[TEXT SEGMENT]:
Policy

A Coming of Age Moment for Crypto, Reflections on the White House Executive Order on Digital Assets

A Coming of Age Moment for Crypto, Reflections on the White House Executive Order on Digital Assets

Dante Disparte Dante Disparte March 9, 2022

The crypto industry is not too big to fail from a systemic risk point of view, but it has become too big to ignore.  Following a round of hearings in the House Financial Services Committee and the Senate Committee on Banking, Housing and Urban Affairs (among other policy efforts in the U.S. and around the world), the emerging digital assets industry has crossed over into becoming an important part of global financial markets infrastructure and a new layer of the internet that can power an internet of value where end users are not merely products, but participants.  This third generation of the web (Web3) enables users to read, write and own digital assets and content, while enjoying a right to privacy and equitable economic participation.  Our financial needs are always-on, and our money and corresponding financial services should follow suit in a safe, sound and compliant way.  The acknowledgement from the White House and the Biden Administration that this sector warrants a whole-of-government approach to at once harness opportunities while controlling and managing inherent risks in responsible innovation is encouraging.

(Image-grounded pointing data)
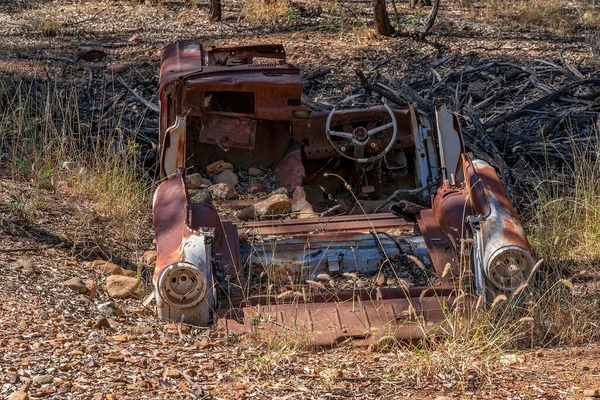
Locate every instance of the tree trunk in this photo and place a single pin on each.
(431, 19)
(215, 11)
(382, 20)
(414, 3)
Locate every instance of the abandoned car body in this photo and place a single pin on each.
(304, 269)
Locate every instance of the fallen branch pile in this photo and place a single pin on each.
(524, 118)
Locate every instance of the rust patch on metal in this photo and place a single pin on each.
(243, 105)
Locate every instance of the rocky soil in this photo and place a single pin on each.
(73, 323)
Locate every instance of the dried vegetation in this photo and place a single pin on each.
(77, 155)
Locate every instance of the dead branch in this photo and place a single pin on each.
(140, 99)
(431, 19)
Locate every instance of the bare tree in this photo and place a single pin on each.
(215, 10)
(431, 19)
(382, 20)
(414, 3)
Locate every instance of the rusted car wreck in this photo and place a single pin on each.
(305, 271)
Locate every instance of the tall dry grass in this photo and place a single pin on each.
(46, 138)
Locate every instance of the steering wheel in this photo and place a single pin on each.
(359, 138)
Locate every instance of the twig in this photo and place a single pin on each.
(411, 192)
(88, 89)
(82, 21)
(140, 99)
(431, 19)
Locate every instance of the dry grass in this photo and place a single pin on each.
(46, 140)
(561, 15)
(268, 11)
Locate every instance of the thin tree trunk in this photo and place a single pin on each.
(382, 20)
(215, 11)
(431, 19)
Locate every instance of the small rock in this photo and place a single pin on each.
(253, 171)
(380, 279)
(42, 379)
(150, 257)
(256, 188)
(25, 267)
(218, 166)
(194, 181)
(69, 165)
(173, 329)
(89, 54)
(18, 396)
(247, 214)
(171, 373)
(85, 300)
(109, 268)
(116, 69)
(142, 329)
(512, 359)
(64, 388)
(110, 309)
(383, 343)
(222, 191)
(76, 284)
(200, 196)
(101, 322)
(116, 358)
(91, 287)
(121, 287)
(274, 205)
(279, 191)
(228, 177)
(206, 182)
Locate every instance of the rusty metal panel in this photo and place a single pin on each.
(244, 54)
(226, 131)
(307, 256)
(325, 324)
(327, 225)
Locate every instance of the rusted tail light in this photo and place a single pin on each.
(181, 285)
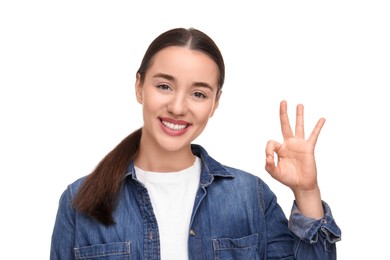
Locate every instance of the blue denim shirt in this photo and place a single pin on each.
(235, 216)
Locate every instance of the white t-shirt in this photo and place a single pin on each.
(172, 195)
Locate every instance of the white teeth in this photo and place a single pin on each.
(173, 126)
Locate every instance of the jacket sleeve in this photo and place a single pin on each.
(300, 237)
(316, 238)
(63, 236)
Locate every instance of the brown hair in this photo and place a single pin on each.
(98, 195)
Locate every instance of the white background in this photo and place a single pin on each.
(67, 71)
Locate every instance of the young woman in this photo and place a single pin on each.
(159, 196)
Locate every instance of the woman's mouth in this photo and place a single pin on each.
(174, 127)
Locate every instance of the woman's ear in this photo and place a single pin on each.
(138, 88)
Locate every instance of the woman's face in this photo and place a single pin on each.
(178, 95)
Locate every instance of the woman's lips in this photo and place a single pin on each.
(174, 127)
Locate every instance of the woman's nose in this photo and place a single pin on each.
(178, 105)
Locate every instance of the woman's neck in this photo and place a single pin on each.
(157, 160)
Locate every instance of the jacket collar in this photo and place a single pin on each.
(210, 167)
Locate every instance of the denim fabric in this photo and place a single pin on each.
(235, 216)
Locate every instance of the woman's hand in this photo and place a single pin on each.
(296, 166)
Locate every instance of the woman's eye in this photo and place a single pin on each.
(199, 95)
(163, 87)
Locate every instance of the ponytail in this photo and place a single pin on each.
(98, 195)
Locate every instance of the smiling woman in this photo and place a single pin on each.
(157, 195)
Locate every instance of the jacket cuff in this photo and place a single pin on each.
(308, 229)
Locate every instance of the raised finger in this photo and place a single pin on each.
(316, 131)
(299, 124)
(284, 121)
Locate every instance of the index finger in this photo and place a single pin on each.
(284, 121)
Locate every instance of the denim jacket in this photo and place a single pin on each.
(235, 216)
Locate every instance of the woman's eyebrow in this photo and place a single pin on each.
(172, 78)
(164, 76)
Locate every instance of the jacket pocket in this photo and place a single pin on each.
(237, 248)
(109, 251)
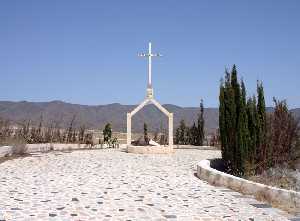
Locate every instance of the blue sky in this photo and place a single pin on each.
(86, 51)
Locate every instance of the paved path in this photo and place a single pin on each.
(113, 185)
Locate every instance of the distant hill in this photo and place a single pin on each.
(96, 116)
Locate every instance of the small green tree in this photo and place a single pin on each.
(107, 133)
(200, 125)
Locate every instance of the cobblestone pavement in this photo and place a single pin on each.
(114, 185)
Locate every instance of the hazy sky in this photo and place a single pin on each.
(86, 51)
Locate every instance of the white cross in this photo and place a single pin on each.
(149, 55)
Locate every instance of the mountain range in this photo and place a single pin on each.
(96, 116)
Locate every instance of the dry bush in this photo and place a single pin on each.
(18, 146)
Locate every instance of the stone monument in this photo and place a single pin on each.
(150, 100)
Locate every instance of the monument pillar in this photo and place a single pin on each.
(150, 99)
(171, 129)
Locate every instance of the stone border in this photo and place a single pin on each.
(288, 200)
(150, 149)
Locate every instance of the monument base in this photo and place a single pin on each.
(150, 149)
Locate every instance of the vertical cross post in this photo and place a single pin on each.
(149, 66)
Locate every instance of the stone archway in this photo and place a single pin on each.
(150, 100)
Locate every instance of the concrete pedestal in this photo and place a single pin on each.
(150, 149)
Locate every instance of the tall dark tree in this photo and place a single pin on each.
(107, 133)
(242, 131)
(182, 132)
(261, 128)
(200, 125)
(252, 128)
(146, 138)
(194, 134)
(222, 121)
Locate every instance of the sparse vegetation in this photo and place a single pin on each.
(193, 135)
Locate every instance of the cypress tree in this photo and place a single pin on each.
(242, 131)
(146, 138)
(200, 125)
(182, 132)
(194, 133)
(222, 122)
(261, 128)
(230, 122)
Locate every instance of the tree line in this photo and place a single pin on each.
(253, 140)
(193, 135)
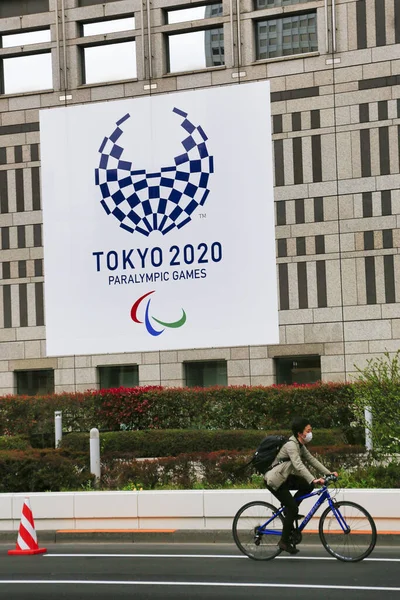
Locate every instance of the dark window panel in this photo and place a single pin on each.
(316, 157)
(297, 160)
(318, 210)
(380, 22)
(301, 246)
(365, 150)
(118, 376)
(23, 305)
(6, 270)
(39, 304)
(277, 123)
(34, 152)
(38, 266)
(370, 280)
(206, 374)
(280, 212)
(368, 240)
(21, 237)
(386, 201)
(37, 235)
(7, 306)
(279, 163)
(319, 244)
(283, 286)
(388, 270)
(19, 184)
(382, 110)
(387, 238)
(364, 113)
(367, 204)
(5, 238)
(3, 192)
(299, 211)
(22, 268)
(315, 119)
(302, 284)
(384, 160)
(321, 284)
(296, 121)
(18, 154)
(35, 188)
(282, 248)
(361, 20)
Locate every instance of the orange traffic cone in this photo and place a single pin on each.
(27, 540)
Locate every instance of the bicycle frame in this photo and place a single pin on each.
(323, 494)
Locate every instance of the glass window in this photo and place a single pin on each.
(32, 383)
(10, 40)
(260, 4)
(110, 26)
(27, 73)
(298, 369)
(206, 374)
(110, 62)
(119, 376)
(196, 50)
(192, 14)
(288, 35)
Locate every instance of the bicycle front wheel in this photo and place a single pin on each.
(347, 531)
(251, 534)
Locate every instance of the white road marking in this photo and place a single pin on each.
(213, 556)
(201, 584)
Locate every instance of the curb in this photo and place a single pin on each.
(180, 536)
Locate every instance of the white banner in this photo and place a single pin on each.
(159, 222)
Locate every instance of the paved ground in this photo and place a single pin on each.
(194, 571)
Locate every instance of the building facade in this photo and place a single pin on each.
(334, 71)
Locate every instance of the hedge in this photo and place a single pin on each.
(171, 442)
(327, 405)
(42, 471)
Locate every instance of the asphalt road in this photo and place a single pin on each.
(194, 571)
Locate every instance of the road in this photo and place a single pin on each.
(194, 571)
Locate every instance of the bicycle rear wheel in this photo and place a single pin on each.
(347, 531)
(247, 534)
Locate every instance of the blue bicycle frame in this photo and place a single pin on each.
(323, 495)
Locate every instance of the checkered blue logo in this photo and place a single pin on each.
(143, 202)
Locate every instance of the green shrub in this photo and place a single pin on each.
(170, 442)
(41, 471)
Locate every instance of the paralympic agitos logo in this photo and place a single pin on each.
(148, 318)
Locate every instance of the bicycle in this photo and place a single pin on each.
(347, 531)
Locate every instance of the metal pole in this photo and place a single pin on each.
(95, 453)
(368, 429)
(58, 427)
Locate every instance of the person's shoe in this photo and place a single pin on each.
(288, 547)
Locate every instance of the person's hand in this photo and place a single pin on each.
(319, 481)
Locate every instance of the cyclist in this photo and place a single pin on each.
(289, 472)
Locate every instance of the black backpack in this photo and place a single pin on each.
(266, 452)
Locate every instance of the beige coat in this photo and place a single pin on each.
(298, 455)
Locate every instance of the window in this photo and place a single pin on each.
(110, 62)
(206, 374)
(32, 383)
(260, 4)
(119, 376)
(196, 50)
(287, 35)
(298, 369)
(193, 14)
(110, 26)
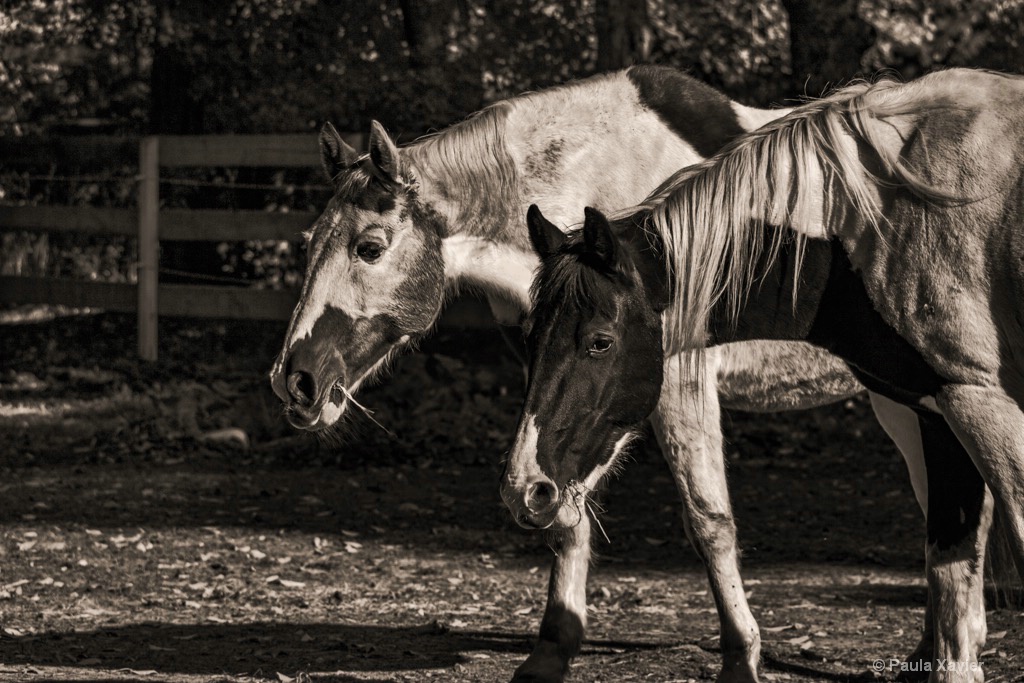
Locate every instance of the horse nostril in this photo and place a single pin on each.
(301, 387)
(541, 497)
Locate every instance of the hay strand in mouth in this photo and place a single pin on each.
(366, 411)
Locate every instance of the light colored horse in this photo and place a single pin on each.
(406, 226)
(884, 223)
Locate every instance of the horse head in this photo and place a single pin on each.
(596, 359)
(375, 280)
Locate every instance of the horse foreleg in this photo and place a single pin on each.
(990, 425)
(903, 428)
(565, 614)
(960, 514)
(687, 423)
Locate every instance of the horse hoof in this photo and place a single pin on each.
(918, 664)
(737, 676)
(521, 676)
(540, 671)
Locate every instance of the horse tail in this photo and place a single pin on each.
(1000, 572)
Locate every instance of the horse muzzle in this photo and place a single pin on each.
(310, 389)
(534, 505)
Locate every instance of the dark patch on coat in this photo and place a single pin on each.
(955, 489)
(849, 326)
(694, 111)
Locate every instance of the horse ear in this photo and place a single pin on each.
(598, 238)
(545, 237)
(336, 154)
(384, 153)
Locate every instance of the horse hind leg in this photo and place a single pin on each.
(908, 431)
(565, 613)
(687, 424)
(960, 514)
(990, 424)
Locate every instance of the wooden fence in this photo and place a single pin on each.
(152, 225)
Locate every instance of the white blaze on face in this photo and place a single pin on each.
(523, 466)
(595, 477)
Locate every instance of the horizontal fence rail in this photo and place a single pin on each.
(151, 225)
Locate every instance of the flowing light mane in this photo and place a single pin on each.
(712, 216)
(472, 160)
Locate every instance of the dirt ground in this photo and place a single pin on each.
(162, 523)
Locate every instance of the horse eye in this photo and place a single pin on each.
(599, 345)
(370, 251)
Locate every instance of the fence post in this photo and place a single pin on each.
(148, 245)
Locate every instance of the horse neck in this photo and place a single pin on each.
(590, 143)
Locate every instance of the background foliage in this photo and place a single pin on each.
(285, 66)
(137, 67)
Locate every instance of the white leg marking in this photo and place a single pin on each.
(902, 426)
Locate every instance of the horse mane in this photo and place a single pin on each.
(565, 279)
(711, 217)
(472, 159)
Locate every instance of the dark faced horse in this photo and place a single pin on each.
(885, 224)
(408, 225)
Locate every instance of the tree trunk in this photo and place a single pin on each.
(623, 33)
(827, 39)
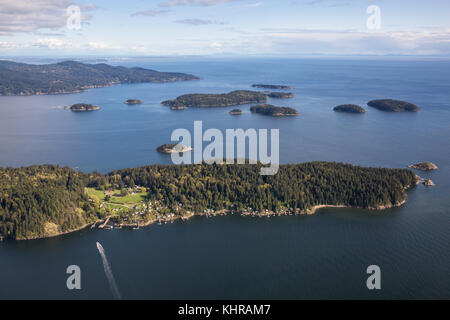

[SET OF TASKS]:
1. According to the commentary on the executive order on digital assets, which two congressional committees held the hearings it mentions?
2. Please carry on the commentary about the White House executive order on digital assets, starting right after its final sentence.

[EXPECTED RESPONSES]:
1. The House Financial Services Committee and the Senate Committee on Banking, Housing and Urban Affairs.

2.
Indeed, global competition for the movement of economic value on the internet has only accelerated with the onset of the COVID-19 pandemic.  On the one hand, the onset of the pandemic ground many traditional sectors of the global economy to a halt, while on the other it revealed a deep-seated technological dependency for any semblance of household, business, political and economic continuity.  This transition can be described as nothing short of a Great Correction and the fundamental democratic attributes of public blockchain infrastructure can help enshrine core U.S. values into a more inclusive and participatory internet.  At scale, the sum of the economic activity supported by public blockchains, which are moving from a proverbial “dial-up” phase to a broadband phase – can support the emergence of public-private digital commons completing much unfinished work in the global economy.  The U.S. is and should continue leading in this domain and the encouragement of ongoing government review and industry engagement is both timely and needed.  

As the Biden Administration's Executive Order lays out a deeper round of Federal agency review and study, hopefully these opportunities are understood by government stakeholders, sparking an era of U.S. leadership, economic competitiveness and security.  Indeed, we join with more than 40 national security leaders from the nonpartisan American Security Project (ASP) in calling for precisely the type of national focus and whole-of-government approach espoused by President Biden’s Executive Order.  This call to action from ASP highlights blockchain and digital currency innovations, among other exponential technologies, as cornerstones for long range U.S. security and economic competitiveness.  The rapid onset of crises (domestic and foreign) and the tragic return of war in Europe with Russia’s invasion of Ukraine have shown the art of the possible – albeit in small ways compared to the great humanitarian needs – of how crypto and Web3 can power real-time, corruption-resistant and globally coordinated humanitarian interventions.  Overall, the crypto industry has raised more than $60 million dollars to date for Ukrainian relief efforts in an operating model that should become a blueprint for global humanitarian response.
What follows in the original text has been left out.